> **GOAL**
Copy the material from the line containing "In which area of the above frame can the driveway" through the line containing "[174,269,640,426]", swapping "downspout" for "drainpipe" and keeping everything else the same.

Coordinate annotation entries
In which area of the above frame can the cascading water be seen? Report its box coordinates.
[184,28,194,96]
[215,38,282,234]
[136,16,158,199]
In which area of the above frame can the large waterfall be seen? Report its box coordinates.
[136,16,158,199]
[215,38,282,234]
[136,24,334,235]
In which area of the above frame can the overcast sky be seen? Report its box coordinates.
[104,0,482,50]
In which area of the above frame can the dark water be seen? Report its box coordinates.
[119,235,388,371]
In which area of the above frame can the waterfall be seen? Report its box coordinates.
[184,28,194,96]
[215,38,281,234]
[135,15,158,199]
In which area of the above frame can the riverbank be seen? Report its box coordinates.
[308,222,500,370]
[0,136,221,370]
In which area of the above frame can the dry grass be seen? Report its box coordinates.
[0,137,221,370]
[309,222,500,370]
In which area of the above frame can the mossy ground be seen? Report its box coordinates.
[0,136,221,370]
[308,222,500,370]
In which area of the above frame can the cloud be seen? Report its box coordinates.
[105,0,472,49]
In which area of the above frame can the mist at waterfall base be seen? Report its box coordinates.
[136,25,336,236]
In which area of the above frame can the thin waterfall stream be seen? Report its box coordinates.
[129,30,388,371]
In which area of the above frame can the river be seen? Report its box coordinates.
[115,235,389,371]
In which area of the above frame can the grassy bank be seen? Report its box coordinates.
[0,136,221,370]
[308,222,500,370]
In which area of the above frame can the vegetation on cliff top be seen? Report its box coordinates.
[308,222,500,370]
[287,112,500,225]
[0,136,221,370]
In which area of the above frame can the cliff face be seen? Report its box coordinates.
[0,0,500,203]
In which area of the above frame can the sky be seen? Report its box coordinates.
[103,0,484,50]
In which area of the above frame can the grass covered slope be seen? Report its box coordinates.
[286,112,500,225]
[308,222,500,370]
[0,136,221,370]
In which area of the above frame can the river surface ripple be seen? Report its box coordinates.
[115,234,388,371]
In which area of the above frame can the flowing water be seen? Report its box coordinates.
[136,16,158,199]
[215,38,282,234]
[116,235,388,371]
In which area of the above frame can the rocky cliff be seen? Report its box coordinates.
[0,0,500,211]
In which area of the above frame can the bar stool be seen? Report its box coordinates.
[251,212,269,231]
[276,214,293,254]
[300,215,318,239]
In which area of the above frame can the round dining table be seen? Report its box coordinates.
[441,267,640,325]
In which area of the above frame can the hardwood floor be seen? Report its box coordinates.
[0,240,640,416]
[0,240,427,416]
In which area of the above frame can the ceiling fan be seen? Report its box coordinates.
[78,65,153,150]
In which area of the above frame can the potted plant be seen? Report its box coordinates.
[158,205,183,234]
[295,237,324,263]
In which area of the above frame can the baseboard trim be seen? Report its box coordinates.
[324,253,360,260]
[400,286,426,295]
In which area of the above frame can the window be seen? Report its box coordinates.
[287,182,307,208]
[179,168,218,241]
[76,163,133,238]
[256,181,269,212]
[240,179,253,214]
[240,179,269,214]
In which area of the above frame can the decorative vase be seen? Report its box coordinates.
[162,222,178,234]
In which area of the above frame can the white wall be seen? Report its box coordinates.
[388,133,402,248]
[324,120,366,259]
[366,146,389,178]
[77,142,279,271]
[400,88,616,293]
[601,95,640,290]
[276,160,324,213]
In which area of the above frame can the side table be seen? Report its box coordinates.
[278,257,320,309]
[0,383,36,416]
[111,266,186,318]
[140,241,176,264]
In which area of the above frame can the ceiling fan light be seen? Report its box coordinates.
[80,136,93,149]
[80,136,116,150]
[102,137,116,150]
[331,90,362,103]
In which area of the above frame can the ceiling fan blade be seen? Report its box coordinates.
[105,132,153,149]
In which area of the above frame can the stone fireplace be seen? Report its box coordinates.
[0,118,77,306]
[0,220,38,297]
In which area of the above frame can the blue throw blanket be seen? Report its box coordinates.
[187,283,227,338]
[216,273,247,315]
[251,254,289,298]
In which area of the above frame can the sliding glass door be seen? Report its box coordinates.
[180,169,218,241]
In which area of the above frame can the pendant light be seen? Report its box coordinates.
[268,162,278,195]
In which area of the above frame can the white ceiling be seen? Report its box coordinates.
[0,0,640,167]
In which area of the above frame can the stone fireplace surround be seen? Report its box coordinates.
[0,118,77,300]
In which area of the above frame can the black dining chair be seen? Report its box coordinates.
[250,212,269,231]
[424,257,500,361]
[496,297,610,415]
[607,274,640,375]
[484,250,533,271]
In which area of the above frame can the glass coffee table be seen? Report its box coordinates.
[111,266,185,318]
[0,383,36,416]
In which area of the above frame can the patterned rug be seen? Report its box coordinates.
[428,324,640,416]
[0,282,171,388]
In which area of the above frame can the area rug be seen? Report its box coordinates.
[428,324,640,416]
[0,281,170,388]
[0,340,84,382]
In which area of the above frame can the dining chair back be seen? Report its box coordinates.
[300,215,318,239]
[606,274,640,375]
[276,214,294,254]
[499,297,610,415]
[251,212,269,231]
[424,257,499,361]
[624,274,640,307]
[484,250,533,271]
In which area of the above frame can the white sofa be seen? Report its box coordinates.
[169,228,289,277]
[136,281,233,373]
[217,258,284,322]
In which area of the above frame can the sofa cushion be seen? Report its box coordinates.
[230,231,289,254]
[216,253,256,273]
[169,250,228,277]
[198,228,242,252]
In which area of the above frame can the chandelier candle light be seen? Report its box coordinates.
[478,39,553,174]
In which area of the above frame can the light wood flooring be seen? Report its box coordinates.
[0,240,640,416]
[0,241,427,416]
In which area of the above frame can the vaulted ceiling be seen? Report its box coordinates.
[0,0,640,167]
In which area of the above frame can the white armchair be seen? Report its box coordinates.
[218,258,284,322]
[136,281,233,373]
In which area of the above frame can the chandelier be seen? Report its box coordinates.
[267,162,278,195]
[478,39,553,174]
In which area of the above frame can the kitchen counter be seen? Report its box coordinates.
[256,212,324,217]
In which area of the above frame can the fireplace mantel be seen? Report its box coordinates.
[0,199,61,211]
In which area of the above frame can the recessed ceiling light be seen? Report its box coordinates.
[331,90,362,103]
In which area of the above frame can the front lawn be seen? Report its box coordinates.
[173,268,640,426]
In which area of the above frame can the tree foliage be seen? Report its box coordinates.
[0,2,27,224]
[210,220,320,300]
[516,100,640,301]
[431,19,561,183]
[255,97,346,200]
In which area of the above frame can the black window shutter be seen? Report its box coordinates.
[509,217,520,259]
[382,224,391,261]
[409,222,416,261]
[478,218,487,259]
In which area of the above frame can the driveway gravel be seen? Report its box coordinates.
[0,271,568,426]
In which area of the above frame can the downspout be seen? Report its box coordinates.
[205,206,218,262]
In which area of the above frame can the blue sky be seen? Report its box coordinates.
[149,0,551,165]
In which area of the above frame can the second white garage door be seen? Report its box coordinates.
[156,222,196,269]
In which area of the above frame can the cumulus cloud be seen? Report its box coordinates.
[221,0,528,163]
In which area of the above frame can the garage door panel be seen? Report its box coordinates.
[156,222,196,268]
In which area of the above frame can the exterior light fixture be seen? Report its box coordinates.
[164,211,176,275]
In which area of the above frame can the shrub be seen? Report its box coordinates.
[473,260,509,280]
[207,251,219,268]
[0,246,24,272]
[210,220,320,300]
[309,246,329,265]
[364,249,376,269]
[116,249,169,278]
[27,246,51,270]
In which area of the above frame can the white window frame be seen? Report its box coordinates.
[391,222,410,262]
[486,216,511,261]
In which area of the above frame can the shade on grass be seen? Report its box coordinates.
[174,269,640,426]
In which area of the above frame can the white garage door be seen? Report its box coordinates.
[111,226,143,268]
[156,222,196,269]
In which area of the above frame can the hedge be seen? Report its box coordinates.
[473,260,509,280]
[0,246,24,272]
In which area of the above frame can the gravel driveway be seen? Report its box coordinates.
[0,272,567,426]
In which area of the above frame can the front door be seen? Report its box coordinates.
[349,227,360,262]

> **ANSWER TO THE TASK**
In which area of the above frame can the driveway gravel be seen? Report its box coordinates.
[0,271,568,426]
In which area of the above frame can the drainpipe be seen? Report its box coordinates.
[205,206,218,262]
In which area of the above frame can the blue sky be seen? Report its box coordinates.
[149,0,551,165]
In which area of the above frame can the second white garage door be seen? Report its box coordinates.
[156,222,196,269]
In which area of the above frame can the cumulus cloud be seen? Report its box coordinates.
[221,0,528,163]
In which area of the above frame can the garage door panel be seen? Report its box coordinates.
[156,222,196,268]
In which area of the above frame can the exterior light fixture be seen? Report its box coordinates.
[164,211,176,275]
In which area of the above frame can the shrub be seen? Report its box coordinates.
[473,260,509,280]
[207,251,219,268]
[0,246,24,272]
[210,220,320,300]
[309,246,329,265]
[364,249,376,269]
[116,249,169,278]
[27,246,51,270]
In which area of the above frame can the white window frame be seen? Report its box coordinates.
[391,222,410,262]
[486,216,511,261]
In which area of the above frame can the shade on grass be seen? Report its box coordinates.
[174,269,640,426]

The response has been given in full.